* [DOCUMENT TEXT]:

- - - - - - -

Note 23 - Business Acquisitions
12 Months Ended
Dec. 31, 2013
Business Combinations [Abstract]  
Business Combination Disclosure [Text Block]

23.          BUSINESS ACQUISITIONS


Power Engineers Collaborative


On April 30, 2012, the Company entered into a purchase agreement for the purchase of 100% of the membership equity interests of Power Engineers Collaborative, L.L.C. (“PEC”), which provides engineering services to clients in the energy, industry and building systems markets. The acquisition of PEC is a continuation of our strategy of acquiring complementary businesses and expands our professional service offerings. Our acquisition of PEC brings experience, significant expansion of our base business, and opportunity to offer increased capabilities beyond wind and into the full range of clean energy sectors including natural gas, biomass, waste-to-energy, medium-to-large on-site solar, and support to larger wind farm construction. PEC also provides us with cross-selling opportunities that are believed to lead to additional growth across our subsidiaries. These factors contribute to the goodwill related to the acquisition.


Pursuant to the Purchase Agreement, the Company purchased the membership interests for a total consideration paid of $1,385,000 consisting of: (i) cash in the amount of $750,000, and (ii) contingent consideration as follows: an additional cash amount of $250,000, and 500,000 shares of common stock of the Company valued at $.77 per share price at the closing date (stock value $385,000). The contingent consideration will be earned by the sellers of the PEC interests provided that PEC meets certain performance targets for revenue and earnings. It is the Company’s expectation that PEC will meet these performance targets and as such, the contingent consideration has been included in the acquisition price of the net assets acquired. In addition, the purchase agreement allows for the sellers of the PEC interests to receive cash installments for working capital that exceeded a $300,000 targeted working capital amount. Such installment payments were approximately $1,000,000 in total.

- - - - - - -

* [EXTRACTED DATA]:
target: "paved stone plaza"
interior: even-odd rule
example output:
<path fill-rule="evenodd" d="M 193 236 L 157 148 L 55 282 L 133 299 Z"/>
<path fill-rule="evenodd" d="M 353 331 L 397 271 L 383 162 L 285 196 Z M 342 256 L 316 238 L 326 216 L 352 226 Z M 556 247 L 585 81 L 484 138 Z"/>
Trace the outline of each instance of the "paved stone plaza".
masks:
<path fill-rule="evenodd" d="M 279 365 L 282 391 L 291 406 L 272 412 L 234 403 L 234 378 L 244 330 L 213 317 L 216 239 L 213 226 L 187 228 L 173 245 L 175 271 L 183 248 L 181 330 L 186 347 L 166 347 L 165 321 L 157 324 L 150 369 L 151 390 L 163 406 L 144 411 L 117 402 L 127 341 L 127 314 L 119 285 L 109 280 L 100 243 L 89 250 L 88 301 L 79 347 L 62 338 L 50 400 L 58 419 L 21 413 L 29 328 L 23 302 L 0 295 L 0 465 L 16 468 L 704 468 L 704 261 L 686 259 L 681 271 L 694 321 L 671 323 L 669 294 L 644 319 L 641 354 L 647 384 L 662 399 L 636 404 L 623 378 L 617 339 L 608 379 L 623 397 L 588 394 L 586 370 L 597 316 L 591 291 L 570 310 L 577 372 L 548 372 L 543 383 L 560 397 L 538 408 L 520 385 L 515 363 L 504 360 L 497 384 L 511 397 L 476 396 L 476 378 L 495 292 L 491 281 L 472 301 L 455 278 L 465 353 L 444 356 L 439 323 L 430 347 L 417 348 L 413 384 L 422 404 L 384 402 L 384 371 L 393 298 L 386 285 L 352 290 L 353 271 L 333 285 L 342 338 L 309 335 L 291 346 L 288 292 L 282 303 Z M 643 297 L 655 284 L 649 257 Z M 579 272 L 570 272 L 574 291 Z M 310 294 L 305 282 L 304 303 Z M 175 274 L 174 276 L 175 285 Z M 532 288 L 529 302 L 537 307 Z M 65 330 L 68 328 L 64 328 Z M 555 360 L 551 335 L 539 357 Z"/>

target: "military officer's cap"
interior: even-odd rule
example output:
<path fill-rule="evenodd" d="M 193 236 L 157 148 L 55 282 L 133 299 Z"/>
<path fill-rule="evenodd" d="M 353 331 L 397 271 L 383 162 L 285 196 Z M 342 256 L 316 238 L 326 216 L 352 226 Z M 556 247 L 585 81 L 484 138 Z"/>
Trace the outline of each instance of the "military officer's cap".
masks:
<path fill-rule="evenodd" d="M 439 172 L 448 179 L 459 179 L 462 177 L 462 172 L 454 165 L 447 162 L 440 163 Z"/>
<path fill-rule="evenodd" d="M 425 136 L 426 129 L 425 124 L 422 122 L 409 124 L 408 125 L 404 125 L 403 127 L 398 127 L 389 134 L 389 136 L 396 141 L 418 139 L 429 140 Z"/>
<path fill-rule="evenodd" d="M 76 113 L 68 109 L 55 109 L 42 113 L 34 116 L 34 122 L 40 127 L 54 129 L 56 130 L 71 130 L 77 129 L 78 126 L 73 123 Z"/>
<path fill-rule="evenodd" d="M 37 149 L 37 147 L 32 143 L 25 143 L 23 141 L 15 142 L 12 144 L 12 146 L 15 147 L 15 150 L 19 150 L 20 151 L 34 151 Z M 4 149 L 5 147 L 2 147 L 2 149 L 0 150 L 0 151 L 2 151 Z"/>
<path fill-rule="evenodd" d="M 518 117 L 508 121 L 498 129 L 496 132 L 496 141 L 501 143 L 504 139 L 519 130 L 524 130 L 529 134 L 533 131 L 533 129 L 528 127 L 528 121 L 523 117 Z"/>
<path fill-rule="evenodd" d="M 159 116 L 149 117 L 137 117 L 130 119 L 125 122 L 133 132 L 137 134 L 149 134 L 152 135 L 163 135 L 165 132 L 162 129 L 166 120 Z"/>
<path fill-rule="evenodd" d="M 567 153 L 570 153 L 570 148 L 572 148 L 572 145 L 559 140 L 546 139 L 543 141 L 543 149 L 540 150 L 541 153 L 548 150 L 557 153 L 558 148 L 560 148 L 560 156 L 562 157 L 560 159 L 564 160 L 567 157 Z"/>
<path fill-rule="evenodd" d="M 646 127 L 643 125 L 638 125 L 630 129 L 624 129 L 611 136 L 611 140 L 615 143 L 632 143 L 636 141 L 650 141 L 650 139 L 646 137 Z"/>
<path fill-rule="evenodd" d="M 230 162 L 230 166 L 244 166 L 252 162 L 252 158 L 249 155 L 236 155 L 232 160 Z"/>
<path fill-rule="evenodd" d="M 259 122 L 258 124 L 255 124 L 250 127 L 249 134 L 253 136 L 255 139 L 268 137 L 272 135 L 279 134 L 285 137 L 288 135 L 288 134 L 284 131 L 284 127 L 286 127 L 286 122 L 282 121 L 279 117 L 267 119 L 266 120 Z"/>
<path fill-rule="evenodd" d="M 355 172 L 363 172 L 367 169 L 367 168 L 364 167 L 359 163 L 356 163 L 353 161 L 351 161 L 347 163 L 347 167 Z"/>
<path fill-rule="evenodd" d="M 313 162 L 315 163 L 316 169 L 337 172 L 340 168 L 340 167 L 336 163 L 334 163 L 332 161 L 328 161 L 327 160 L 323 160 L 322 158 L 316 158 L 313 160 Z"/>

- - - - - - -

* [WORK INSTRUCTIONS]:
a: In the note on business acquisitions, list the markets whose clients Power Engineers Collaborative serves with engineering services.
b: Carry on the note on business acquisitions from the point where it stops.

* [OUTPUTS BY TASK]:
a: Energy, industry, and building systems.

b:
The acquisition is being accounted for under the acquisition method and, accordingly, the operating results for PEC have been included in the consolidated statements of operations from the date of acquisition. The assets and liabilities of PEC were recorded at their respective estimated fair values as of the date of the acquisition using generally accepted accounting principles for business combinations. The fair value of the total consideration paid at the acquisition date was $1,385,000, exclusive of payments owed to the former owners. The Company used a combination of the market and cost approaches to estimate the fair values of the PEC assets acquired and liabilities assumed. The goodwill acquired as a part of the acquisition is deductible for tax purposes and is allocated to the Energy and Telecommunications Services segment.


The following table summarizes the estimated fair values of PEC’s assets acquired and liabilities assumed, effective April 30, 2012, the date the Company obtained control of PEC.


Accounts receivable

  $ 829,744  

Other current assets

    134,915  

Work-in-progress

    594,848  

Property and equipment

    78,400  

Intangible assets

    797,189  

Other assets

    8,198  

Total identifiable assets acquired

    2,443,294  

Accounts payable and other liabilities

    (94,206 )

Accrued expenses

    (158,166 )

Due to former owners

    (1,020,012 )

Total liabilities assumed

    (1,272,384 )

Total identifiable net assets assumed

    1,170,910  

Goodwill

    214,090  

Net assets acquired

  $ 1,385,000  

Unaudited proforma results of operations for the year ended December 31, 2012 as if the Company had acquired majority ownership of PEC on January 1, 2012 are as follows. The proforma results include estimates and assumptions which management believes are reasonable. However, proforma results are not necessarily indicative of the results that would have occurred if the business combination had been in effect on the dates indicated, or which may result in the future.


   

December 31, 2012

 

Net revenue

  $ 10,644,213  

Net income (loss) before taxes

  $ (2,365,978 )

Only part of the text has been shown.